The problem:
The answer must restate every record word for word.

Data listing:
·····

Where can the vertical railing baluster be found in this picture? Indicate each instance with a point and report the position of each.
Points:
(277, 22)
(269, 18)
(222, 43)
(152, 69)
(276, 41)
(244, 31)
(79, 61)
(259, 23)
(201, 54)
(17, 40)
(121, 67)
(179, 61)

·····

Output below:
Where can the vertical railing baluster be found in this picture? Indicate each instance with a point and report the position of each.
Points:
(277, 22)
(269, 18)
(222, 43)
(152, 69)
(276, 41)
(244, 31)
(79, 61)
(259, 23)
(201, 54)
(17, 40)
(121, 67)
(179, 61)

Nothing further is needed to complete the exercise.